### Gestellte Aufgabe
Setze den Text über Harry, Meghan und das englische Königshaus nach seinem letzten Satz fort.

Wieder fliegen uns, ob wir es wollen oder nicht, die Geschichten von Harry und Meghan und dem englischen Königshaus, der „Firma“, medial um die Ohren. Die Krönung des Königs war ein neuerlicher Anlass fürs Aufwärmen der Skandälchen. Die persönlichen „Enthüllungen“ des Prinzen machen in der ganzen westlichen Welt Schlagzeilen – obwohl er im Grunde nichts erzählt, was nicht die meisten von uns auch in der einen oder anderen Weise aus der eigenen Familie oder aus einer Firma, in der sie arbeiten, kennen. (Nur mit dem Unterschied, dass unsereinem für derartige Öffentlichmachungen niemand etwas zahlen würde.) Doch genau, weil wir das alle irgendwie kennen, stoßen die royalen Ausführungen, auch wenn sie wie eine billige Reality Show anmuten, auf viel öffentliches Interesse.

Wer wird gewinnen?

### Bereitgestelltes Material
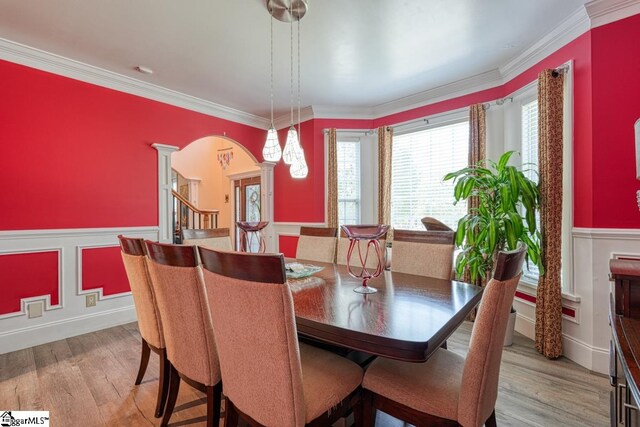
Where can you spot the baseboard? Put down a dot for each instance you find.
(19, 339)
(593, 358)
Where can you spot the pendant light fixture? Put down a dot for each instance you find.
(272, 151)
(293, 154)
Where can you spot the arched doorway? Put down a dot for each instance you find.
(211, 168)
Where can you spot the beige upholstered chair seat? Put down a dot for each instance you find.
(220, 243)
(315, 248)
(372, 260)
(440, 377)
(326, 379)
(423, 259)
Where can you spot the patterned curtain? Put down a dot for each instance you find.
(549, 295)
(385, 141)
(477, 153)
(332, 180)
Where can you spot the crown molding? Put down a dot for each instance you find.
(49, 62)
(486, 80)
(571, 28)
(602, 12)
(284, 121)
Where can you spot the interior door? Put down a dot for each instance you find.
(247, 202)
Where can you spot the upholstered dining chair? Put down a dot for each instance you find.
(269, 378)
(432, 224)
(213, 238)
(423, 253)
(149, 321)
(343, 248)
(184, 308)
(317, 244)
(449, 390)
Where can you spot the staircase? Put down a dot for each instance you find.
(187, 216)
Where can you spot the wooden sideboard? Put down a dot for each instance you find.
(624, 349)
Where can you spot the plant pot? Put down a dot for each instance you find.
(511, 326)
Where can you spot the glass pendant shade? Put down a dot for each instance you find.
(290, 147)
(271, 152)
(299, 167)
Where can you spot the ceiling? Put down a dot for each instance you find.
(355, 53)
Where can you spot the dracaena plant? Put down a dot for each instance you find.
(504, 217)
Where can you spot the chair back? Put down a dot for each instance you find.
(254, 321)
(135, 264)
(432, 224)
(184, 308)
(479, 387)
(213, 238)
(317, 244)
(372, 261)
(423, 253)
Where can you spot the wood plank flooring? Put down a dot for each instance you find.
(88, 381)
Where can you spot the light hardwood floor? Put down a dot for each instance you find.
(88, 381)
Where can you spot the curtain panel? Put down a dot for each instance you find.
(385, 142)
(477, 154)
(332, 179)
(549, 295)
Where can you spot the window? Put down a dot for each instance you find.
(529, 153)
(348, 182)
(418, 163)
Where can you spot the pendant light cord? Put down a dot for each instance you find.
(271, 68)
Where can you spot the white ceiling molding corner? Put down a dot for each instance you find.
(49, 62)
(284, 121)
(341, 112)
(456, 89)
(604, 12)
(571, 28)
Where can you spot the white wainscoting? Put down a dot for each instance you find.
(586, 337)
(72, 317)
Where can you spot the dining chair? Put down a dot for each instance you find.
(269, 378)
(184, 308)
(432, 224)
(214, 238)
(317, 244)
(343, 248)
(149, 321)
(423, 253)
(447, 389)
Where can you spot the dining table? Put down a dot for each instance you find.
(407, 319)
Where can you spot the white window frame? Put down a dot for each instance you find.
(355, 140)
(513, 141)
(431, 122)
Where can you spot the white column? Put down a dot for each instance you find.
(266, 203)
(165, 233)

...

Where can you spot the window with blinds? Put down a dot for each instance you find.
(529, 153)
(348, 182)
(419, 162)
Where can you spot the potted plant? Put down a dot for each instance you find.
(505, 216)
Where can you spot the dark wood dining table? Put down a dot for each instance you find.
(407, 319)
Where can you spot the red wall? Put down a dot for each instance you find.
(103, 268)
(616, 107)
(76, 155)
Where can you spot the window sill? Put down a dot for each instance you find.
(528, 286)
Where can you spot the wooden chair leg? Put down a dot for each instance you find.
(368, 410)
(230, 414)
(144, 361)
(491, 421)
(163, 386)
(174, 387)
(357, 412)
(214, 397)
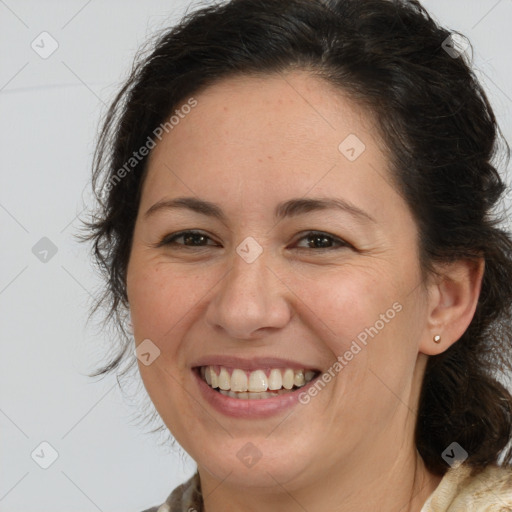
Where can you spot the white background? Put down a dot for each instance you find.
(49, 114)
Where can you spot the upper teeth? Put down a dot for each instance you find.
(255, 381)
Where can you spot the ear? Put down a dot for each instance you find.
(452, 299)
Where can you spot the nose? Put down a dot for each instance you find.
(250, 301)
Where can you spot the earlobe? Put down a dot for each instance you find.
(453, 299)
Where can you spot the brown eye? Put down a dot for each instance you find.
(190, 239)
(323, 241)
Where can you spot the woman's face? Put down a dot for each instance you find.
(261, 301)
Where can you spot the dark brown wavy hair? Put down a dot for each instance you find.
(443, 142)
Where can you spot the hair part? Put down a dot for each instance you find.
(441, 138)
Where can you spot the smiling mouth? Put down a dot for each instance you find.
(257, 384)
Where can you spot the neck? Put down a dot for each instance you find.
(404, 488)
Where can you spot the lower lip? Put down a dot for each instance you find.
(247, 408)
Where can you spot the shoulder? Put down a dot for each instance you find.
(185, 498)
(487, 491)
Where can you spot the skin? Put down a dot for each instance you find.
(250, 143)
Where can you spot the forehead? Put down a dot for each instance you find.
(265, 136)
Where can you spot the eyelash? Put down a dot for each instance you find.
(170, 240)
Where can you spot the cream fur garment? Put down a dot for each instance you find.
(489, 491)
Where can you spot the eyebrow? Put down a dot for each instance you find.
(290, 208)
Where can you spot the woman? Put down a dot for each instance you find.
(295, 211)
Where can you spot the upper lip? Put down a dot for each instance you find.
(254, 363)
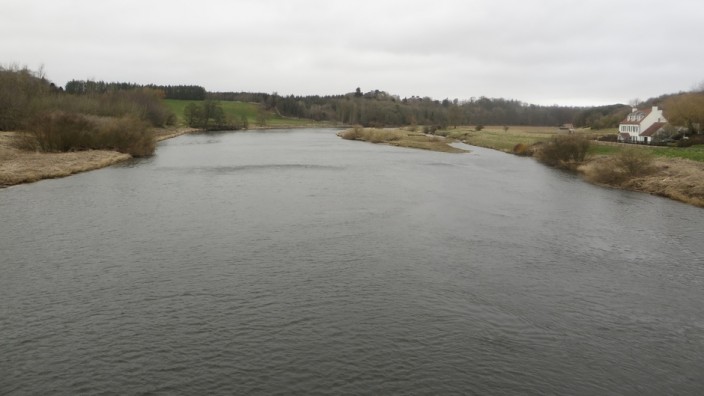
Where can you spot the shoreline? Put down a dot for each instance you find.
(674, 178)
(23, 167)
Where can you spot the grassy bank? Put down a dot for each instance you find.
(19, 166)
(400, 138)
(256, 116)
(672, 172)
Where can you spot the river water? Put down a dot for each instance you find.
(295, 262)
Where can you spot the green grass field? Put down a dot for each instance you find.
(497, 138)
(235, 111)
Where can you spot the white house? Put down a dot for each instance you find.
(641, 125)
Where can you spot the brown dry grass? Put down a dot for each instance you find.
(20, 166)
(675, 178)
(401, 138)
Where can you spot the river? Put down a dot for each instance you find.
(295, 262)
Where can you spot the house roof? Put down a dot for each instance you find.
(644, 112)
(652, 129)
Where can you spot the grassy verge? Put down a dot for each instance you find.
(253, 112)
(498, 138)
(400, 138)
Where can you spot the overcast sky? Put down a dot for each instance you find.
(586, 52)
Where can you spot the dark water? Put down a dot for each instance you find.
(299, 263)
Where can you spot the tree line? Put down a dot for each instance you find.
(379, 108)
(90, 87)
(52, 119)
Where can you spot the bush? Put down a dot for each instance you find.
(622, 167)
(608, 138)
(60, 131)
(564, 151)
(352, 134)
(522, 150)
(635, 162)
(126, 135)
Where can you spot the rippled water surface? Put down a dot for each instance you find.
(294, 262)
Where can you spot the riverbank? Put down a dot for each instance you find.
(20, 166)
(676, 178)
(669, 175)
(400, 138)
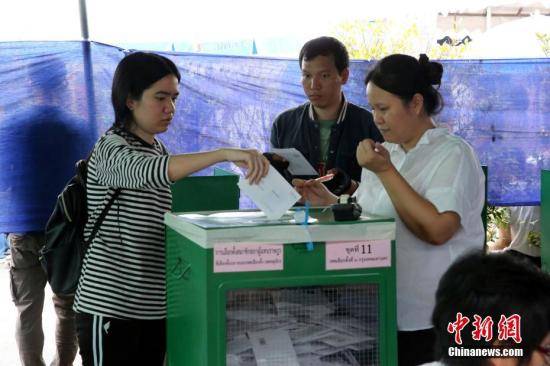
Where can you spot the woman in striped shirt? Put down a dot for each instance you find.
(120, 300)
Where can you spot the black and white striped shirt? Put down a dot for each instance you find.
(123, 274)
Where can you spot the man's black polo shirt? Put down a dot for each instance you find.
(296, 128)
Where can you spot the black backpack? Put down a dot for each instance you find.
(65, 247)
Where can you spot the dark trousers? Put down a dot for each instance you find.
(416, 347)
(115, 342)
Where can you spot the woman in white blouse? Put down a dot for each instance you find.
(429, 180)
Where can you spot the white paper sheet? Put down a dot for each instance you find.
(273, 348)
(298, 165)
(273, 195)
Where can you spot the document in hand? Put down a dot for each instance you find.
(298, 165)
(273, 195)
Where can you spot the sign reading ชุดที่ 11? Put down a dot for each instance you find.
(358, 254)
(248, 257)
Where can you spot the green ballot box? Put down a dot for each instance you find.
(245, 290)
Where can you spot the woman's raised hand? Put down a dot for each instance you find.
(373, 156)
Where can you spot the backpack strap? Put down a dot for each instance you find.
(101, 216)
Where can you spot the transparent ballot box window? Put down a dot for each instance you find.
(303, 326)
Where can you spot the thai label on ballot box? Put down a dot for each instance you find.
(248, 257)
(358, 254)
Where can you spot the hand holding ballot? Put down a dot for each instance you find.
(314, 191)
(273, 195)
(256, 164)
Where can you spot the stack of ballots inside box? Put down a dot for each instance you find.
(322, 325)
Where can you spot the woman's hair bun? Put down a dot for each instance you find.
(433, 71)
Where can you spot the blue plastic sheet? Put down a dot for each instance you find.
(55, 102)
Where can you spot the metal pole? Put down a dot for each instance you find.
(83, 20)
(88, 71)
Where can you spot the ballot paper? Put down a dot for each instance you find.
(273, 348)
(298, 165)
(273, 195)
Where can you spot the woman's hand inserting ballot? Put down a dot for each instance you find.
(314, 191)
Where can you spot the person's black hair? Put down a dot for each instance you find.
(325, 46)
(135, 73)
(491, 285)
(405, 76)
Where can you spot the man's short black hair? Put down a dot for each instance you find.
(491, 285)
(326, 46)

### Ergebnis der Aufgabe
Der Prinz beklagt laut Medienberichten ausführlich psychische Verletzungen, die ihm und seiner Gattin von Mitgliedern seiner Familie zugefügt worden sind, und wenn nur die Hälfte davon stimmt, kann er uns als Mensch wirklich leidtun. Andererseits regen sich Zweifel, ob es angebracht ist, die eigene Familie derart öffentlich durch den Dreck zu ziehen. Ist er das einzige Opfer? Sind alle anderen Täter:innen? Wer wird die Scharmützel oder die Schlacht gewinnen? Oder wird es in dieser Angelegenheit (wie so oft in unserer eigenen Realität) gar keine Sieger geben? Wie immer wir dazu stehen, die Identifikationsmaschinerie in uns ist angelaufen und garantiert den abtrünnigen Sussexes zumindest den gewünschten monetären Erfolg.

Wird das Königshaus „überleben“?

Allenthalben wird in den Medien die Frage aufgeworfen, ob das Königshaus Schaden davontragen wird, oder ob es einmal mehr genügen wird, die Sache auszusitzen, bis Gras darüber gewachsen ist, und niemand mehr davon redet. Überlebt die Institution, das Königshaus, „die Firma“, diesen Skandal so wie sie alle anderen Krisen der Vergangenheit ohne gröbere Blessuren überstanden hat? Oder hat ihr letztes Stündchen bald geschlagen?

Diese Frage spricht meines Erachtens nach den interessantesten Aspekt der ganzen Affaire an.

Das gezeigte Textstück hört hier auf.